WORK REQUIRED
After finding the line that contains "Could you locate the swimming" in the entries below, retype it and every following line precisely, the last included.

*** EXERCISE MATERIAL ***

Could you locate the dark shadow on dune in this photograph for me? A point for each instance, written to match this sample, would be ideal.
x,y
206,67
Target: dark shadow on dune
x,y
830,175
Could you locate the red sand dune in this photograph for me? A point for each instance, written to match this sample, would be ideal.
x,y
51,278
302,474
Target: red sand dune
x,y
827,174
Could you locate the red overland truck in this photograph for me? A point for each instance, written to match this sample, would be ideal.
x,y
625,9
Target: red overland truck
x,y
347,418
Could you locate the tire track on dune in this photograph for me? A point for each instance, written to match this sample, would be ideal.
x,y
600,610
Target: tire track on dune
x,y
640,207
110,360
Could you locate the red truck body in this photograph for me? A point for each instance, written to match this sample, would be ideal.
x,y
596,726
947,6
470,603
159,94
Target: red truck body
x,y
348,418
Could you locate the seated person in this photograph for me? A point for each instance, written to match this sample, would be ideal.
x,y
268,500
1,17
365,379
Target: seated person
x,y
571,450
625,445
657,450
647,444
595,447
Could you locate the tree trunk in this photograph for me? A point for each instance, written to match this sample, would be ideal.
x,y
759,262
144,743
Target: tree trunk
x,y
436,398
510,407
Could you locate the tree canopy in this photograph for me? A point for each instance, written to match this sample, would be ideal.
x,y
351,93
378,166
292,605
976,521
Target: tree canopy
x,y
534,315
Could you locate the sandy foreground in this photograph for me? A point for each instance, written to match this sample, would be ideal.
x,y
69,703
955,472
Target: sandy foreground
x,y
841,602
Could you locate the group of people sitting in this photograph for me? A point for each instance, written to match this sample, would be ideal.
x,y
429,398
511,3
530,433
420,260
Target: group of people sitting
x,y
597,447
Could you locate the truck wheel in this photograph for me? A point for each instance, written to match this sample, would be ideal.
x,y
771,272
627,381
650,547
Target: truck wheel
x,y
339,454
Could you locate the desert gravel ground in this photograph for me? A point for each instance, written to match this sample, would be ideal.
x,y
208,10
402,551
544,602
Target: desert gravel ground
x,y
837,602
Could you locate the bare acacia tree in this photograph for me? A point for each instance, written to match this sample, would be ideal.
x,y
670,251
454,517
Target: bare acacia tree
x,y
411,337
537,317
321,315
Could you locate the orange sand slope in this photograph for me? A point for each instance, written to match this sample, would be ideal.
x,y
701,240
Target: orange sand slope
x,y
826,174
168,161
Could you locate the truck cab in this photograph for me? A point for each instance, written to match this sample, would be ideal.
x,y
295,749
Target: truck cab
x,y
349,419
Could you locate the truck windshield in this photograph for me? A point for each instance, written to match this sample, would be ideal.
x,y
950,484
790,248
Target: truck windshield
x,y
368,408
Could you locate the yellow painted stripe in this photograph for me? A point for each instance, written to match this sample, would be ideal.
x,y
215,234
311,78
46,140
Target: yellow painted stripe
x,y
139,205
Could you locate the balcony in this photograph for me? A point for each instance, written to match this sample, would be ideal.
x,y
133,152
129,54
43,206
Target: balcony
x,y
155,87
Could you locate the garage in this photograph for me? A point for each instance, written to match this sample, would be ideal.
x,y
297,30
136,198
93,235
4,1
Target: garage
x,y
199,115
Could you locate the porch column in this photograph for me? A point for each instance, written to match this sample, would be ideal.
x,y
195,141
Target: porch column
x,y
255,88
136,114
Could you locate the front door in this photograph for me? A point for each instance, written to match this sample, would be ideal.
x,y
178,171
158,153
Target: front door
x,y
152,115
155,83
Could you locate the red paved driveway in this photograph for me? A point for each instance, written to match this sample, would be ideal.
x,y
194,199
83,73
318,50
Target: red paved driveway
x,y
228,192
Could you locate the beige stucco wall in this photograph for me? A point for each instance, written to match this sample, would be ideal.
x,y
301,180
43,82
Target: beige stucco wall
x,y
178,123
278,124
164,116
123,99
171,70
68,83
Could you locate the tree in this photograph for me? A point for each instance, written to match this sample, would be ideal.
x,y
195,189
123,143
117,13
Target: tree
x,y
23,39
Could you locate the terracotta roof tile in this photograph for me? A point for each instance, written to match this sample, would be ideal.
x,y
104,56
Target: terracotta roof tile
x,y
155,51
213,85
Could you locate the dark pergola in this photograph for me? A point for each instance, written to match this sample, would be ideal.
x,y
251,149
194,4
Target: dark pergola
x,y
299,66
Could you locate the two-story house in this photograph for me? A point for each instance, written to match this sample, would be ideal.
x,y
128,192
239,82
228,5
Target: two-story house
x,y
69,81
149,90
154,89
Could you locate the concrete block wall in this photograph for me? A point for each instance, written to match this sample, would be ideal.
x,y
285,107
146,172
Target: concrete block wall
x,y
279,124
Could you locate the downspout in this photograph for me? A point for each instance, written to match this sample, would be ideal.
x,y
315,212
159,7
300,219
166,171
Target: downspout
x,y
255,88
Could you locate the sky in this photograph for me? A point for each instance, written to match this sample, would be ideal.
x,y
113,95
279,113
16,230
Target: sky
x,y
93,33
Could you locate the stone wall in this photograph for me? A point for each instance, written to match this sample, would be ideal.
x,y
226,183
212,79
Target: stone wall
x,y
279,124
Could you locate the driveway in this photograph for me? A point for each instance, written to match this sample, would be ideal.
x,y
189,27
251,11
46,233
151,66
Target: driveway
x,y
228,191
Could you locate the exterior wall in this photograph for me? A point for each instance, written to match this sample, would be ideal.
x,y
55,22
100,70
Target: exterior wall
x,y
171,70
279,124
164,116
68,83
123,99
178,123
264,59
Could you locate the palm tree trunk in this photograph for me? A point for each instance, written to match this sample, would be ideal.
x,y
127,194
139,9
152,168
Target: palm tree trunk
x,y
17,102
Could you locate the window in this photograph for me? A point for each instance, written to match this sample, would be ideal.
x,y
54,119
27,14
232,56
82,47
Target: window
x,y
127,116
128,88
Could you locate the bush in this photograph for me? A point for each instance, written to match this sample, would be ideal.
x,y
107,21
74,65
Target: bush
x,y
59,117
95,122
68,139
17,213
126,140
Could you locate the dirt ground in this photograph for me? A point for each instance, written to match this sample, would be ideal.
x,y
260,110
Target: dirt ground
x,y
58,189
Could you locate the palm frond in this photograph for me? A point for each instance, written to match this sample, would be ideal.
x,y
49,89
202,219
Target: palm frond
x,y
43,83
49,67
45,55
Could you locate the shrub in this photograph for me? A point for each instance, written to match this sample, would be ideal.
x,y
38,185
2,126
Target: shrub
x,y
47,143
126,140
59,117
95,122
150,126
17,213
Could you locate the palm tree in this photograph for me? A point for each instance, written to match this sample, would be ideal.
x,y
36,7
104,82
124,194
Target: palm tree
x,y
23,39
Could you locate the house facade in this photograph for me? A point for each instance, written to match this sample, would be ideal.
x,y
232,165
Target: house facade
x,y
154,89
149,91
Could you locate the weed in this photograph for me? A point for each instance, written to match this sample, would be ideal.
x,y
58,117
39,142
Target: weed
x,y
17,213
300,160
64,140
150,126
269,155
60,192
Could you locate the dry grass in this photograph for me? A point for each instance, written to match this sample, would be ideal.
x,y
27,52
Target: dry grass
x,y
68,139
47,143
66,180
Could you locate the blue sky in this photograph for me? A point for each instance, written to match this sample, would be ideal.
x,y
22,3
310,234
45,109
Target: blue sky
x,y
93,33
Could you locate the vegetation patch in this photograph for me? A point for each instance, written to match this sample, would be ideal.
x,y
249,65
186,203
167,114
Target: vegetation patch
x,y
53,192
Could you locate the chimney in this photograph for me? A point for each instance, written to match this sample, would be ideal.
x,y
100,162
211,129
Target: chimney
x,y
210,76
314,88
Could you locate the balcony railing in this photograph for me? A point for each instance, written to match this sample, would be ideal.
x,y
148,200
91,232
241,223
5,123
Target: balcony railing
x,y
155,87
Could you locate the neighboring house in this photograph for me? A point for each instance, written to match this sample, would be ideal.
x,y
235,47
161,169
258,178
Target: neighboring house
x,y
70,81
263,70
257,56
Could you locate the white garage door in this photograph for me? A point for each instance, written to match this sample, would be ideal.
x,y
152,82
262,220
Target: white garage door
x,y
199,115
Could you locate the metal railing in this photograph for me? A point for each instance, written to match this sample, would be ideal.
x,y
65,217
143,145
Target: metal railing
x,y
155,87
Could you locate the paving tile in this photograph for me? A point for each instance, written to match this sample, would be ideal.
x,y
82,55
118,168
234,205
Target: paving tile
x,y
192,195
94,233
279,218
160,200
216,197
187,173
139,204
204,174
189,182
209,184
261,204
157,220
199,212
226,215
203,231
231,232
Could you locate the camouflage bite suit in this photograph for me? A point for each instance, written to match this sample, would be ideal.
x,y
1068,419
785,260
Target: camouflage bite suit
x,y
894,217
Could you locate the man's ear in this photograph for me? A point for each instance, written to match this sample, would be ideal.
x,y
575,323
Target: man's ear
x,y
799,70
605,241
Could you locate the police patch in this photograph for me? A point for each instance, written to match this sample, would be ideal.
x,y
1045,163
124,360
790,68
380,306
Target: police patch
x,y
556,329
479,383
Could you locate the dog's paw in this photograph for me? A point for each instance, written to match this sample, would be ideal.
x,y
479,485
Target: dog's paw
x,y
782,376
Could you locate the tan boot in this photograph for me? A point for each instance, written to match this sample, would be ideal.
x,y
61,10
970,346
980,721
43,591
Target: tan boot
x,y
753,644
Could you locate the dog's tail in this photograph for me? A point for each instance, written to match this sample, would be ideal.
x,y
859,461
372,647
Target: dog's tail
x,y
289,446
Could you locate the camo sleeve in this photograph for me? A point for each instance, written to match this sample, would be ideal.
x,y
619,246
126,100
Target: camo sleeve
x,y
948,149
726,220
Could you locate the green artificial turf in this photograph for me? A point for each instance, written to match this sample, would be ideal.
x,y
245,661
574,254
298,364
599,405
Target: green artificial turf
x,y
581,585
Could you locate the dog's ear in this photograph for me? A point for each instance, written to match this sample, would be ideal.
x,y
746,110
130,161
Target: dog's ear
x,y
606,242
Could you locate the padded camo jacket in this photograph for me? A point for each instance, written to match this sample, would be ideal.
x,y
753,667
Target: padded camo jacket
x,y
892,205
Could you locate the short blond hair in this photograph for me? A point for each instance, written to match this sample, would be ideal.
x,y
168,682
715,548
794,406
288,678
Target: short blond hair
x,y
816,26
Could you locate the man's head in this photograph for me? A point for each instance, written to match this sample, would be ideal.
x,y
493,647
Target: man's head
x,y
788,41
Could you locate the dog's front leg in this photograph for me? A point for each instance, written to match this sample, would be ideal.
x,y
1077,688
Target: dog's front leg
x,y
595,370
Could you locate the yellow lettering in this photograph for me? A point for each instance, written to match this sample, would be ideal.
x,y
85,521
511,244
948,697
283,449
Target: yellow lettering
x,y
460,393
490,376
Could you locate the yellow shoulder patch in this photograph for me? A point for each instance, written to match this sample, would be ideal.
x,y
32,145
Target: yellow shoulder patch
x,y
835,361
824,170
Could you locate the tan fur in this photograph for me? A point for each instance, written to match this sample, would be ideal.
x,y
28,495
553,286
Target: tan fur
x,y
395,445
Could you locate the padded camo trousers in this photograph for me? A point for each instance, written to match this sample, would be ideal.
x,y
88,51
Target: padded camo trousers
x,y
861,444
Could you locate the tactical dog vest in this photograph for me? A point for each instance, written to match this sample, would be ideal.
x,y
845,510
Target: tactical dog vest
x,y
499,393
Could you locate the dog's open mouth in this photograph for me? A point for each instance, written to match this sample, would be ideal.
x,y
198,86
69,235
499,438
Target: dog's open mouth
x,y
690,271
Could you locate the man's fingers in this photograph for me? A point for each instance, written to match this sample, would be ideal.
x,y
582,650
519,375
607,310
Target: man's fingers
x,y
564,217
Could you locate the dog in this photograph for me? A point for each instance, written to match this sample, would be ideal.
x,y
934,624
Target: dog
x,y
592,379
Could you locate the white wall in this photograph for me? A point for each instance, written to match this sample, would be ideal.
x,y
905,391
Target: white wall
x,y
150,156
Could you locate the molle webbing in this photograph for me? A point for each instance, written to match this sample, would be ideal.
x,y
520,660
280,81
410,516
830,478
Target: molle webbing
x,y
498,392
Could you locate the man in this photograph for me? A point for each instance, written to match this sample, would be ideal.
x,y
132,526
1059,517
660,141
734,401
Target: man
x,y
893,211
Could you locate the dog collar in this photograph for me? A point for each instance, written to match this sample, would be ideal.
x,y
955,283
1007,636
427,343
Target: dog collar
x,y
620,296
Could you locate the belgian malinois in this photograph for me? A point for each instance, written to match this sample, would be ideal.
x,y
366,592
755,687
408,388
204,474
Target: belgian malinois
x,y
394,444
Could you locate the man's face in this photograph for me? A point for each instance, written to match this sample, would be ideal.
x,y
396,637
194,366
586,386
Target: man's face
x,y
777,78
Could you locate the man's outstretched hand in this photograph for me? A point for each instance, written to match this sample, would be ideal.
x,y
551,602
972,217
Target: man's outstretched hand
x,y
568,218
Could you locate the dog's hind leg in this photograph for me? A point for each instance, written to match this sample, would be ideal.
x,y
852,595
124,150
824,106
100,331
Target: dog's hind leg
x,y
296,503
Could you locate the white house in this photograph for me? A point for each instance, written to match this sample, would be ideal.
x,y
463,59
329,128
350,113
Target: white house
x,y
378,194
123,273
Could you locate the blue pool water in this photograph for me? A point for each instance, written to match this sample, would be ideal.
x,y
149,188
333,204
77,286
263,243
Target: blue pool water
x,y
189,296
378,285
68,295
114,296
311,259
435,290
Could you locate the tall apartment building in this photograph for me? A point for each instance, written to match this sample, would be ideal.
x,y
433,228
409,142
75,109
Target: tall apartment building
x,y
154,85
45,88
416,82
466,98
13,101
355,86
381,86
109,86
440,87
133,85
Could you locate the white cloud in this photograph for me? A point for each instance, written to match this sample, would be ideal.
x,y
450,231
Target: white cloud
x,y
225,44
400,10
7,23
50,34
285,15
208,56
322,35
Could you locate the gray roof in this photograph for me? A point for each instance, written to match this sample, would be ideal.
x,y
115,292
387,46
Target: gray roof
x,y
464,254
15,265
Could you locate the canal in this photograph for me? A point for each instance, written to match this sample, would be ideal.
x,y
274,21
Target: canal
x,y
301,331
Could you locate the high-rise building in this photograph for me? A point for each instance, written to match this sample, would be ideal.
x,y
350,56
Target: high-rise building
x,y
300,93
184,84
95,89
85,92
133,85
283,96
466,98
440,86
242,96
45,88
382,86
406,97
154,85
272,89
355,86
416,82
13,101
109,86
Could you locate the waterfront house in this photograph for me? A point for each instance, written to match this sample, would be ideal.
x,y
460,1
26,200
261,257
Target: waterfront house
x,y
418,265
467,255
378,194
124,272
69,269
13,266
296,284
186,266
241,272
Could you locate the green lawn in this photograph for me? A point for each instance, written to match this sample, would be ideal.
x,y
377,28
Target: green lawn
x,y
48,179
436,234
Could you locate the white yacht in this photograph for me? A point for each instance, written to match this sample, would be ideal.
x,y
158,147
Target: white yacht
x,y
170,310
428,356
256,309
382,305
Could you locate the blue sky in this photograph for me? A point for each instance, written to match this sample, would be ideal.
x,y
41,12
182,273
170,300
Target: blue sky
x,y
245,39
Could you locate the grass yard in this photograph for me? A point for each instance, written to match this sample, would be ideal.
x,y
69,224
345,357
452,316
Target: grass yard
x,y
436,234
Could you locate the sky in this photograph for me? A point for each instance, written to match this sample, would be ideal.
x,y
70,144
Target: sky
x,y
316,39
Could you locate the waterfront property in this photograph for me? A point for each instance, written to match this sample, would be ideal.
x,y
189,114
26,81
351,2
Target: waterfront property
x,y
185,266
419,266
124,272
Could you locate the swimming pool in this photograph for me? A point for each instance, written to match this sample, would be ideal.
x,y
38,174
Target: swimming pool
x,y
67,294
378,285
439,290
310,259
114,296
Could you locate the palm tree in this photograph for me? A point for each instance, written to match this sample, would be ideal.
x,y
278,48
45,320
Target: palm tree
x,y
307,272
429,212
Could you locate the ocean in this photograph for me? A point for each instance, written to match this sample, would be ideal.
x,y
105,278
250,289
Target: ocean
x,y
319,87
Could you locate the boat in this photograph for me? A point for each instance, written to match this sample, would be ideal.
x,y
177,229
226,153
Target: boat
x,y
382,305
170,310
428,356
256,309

*** End of EXERCISE MATERIAL ***

ANSWER SECTION
Could you locate the swimming pool in this photograph for me? A point for each instance, written to match this sample, would be ideal.
x,y
38,174
Target: swimming pool
x,y
67,294
378,285
439,290
310,259
114,296
Could you locate the palm tree in this photograph for me? A point for each instance, written to match this sample, would be ideal.
x,y
278,48
45,320
Target: palm tree
x,y
307,272
429,212
Could you locate the ocean in this photograph for me? A point for each instance, written to match this sample, would be ideal.
x,y
105,278
250,289
Target: ocean
x,y
319,87
Could you locate the boat in this photograph for me? A point for each instance, written to match this sample, would be ideal.
x,y
177,229
226,153
Target: boat
x,y
382,305
170,310
428,356
256,309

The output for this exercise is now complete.